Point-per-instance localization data
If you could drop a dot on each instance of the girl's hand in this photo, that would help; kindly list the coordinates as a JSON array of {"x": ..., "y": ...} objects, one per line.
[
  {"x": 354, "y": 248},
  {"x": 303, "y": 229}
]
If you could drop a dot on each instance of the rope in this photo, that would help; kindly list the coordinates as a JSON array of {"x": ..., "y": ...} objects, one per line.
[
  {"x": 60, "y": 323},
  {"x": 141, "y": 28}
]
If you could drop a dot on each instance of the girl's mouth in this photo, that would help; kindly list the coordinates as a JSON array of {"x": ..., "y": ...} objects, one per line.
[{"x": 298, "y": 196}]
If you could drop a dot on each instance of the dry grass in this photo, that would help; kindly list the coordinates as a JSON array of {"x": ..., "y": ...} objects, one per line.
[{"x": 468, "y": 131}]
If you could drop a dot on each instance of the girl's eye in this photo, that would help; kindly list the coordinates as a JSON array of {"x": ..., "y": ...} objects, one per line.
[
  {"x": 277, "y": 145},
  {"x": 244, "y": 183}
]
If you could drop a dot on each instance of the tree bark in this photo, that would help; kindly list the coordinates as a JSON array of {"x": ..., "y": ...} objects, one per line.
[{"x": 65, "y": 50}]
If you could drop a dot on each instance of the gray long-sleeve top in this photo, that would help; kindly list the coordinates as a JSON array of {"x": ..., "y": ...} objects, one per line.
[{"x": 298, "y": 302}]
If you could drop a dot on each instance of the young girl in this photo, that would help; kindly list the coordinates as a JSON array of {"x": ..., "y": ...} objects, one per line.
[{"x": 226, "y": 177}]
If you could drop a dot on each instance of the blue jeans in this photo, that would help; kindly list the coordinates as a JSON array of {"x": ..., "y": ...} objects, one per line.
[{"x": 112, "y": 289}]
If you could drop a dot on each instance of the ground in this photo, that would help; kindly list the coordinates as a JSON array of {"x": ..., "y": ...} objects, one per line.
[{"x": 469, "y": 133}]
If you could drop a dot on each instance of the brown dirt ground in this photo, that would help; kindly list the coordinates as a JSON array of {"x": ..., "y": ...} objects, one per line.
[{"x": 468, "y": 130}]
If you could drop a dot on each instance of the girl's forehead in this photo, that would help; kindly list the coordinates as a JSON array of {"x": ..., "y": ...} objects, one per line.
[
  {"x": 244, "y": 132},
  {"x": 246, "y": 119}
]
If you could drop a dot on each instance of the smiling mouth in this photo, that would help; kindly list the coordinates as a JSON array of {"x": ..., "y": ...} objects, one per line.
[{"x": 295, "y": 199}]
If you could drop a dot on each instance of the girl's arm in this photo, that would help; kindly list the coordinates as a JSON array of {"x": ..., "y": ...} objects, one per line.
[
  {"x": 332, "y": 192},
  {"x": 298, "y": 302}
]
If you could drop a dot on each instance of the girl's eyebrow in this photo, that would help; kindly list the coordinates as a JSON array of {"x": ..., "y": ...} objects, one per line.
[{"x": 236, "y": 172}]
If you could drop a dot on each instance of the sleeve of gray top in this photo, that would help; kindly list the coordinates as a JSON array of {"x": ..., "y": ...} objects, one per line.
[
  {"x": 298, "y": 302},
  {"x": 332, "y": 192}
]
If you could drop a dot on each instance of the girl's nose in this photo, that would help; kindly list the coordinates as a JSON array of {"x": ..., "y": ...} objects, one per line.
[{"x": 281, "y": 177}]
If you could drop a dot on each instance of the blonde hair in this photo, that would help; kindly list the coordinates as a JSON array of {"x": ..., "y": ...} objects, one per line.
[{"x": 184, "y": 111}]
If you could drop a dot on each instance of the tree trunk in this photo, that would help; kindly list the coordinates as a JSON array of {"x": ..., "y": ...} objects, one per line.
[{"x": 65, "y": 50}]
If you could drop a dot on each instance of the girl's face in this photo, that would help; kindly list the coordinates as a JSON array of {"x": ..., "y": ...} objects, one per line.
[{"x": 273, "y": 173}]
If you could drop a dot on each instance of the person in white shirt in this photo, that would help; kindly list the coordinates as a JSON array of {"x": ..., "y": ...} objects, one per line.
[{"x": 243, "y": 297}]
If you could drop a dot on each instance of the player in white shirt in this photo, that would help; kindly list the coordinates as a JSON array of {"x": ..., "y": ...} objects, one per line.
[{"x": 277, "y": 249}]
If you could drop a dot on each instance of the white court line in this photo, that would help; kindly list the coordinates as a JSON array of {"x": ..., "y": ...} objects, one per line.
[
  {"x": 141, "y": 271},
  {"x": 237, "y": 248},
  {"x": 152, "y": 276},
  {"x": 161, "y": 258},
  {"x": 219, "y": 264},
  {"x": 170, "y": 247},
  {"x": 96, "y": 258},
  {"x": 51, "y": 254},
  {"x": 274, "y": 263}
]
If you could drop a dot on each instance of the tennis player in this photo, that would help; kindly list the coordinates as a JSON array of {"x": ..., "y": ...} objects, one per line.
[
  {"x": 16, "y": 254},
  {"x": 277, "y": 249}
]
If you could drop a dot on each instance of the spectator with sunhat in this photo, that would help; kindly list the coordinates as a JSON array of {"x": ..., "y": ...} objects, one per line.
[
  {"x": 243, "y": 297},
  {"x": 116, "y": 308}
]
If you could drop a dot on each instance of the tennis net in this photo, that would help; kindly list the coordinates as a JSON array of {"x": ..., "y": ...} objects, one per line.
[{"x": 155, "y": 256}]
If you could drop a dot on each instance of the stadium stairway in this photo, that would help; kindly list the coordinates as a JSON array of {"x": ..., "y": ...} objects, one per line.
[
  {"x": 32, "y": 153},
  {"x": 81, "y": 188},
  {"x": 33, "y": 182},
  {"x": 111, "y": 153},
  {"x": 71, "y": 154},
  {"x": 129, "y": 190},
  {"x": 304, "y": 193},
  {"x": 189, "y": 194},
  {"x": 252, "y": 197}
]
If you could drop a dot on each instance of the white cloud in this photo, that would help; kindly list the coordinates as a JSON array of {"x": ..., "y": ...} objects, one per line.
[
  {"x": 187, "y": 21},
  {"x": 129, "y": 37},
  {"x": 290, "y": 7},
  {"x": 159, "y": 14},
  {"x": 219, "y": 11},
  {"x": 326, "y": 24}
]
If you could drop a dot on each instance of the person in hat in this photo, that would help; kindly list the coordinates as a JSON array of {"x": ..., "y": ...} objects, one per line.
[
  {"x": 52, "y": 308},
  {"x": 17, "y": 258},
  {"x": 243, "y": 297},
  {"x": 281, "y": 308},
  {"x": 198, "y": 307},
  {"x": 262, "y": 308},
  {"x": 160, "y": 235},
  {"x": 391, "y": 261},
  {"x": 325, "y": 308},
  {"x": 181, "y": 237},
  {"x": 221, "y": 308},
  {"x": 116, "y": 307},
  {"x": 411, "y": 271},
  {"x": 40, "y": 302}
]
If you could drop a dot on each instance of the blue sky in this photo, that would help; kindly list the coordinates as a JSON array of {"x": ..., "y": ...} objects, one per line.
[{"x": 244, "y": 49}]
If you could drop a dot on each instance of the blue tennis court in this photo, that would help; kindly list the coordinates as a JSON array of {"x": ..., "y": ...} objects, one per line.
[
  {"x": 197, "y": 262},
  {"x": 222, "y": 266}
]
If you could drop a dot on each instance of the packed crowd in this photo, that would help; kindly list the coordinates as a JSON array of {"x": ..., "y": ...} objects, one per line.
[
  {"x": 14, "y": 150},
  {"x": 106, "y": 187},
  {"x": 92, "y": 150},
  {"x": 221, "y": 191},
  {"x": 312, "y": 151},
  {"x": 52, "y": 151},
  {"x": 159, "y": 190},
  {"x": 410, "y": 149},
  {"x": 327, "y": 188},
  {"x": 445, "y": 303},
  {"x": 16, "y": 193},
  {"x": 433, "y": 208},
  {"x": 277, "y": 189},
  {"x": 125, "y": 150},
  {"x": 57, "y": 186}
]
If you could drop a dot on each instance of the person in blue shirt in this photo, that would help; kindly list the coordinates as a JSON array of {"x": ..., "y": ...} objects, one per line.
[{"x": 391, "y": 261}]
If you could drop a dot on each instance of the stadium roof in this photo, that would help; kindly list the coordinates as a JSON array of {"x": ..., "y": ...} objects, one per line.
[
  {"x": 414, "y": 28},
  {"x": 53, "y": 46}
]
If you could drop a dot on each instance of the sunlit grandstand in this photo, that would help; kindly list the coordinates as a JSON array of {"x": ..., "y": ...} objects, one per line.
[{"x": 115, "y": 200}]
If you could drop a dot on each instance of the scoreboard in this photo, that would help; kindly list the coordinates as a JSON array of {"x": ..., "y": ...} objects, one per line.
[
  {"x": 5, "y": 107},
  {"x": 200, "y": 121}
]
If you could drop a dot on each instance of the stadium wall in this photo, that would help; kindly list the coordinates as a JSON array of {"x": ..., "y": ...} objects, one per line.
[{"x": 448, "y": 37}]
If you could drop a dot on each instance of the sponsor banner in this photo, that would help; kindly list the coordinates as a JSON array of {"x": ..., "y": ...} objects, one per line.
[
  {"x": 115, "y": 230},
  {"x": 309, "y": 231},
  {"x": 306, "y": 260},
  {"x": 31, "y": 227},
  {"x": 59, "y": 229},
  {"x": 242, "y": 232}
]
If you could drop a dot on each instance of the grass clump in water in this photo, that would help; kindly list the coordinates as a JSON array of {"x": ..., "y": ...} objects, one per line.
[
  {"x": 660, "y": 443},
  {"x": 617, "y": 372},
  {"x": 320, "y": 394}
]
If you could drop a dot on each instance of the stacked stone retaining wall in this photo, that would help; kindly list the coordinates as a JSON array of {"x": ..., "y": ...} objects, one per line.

TASK GOAL
With the line that contains "the stadium roof" as the first and the final line of the data as the last, repeat every line in that span exactly.

YOUR RESPONSE
If you could drop a dot on each instance of the stadium roof in this photo, that would help; kindly list the coordinates as a JSON array of {"x": ..., "y": ...} objects, one per line.
[
  {"x": 414, "y": 28},
  {"x": 53, "y": 46}
]
If you could drop a dot on each instance of the sunlit grandstand in this photo, that would help; kindly list the coordinates as a JSON array of {"x": ..., "y": ...} objects, one per line.
[{"x": 115, "y": 200}]
If you could drop a dot on each instance of the scoreboard in this photo, that would help; kindly list the coordinates as a JSON array of {"x": ..., "y": ...} objects, one per line.
[
  {"x": 5, "y": 107},
  {"x": 200, "y": 121}
]
If you could drop a dot on each instance of the stadium wall in this photo, that would help; kindly list the coordinates as a JSON array of {"x": ..., "y": ...} objects, one per line.
[{"x": 448, "y": 37}]
If you could drop a dot on each instance of the sponsor banner in this photo, that would help; kindly list the coordinates as a JSON array of {"x": ..., "y": ...} objects, one per line.
[
  {"x": 115, "y": 230},
  {"x": 309, "y": 231},
  {"x": 306, "y": 260},
  {"x": 31, "y": 227},
  {"x": 59, "y": 229},
  {"x": 242, "y": 232}
]
If you could drop a dot on each instance of the grass clump in water in this photo, that would help; kindly list the coordinates as a JSON array of {"x": ..., "y": ...} objects, one per line.
[
  {"x": 660, "y": 443},
  {"x": 617, "y": 372},
  {"x": 320, "y": 394}
]
If you could drop a dot on each instance of the stacked stone retaining wall in this photo, that would help; kindly list the coordinates as a JSON array of {"x": ..., "y": ...} objects, one per line.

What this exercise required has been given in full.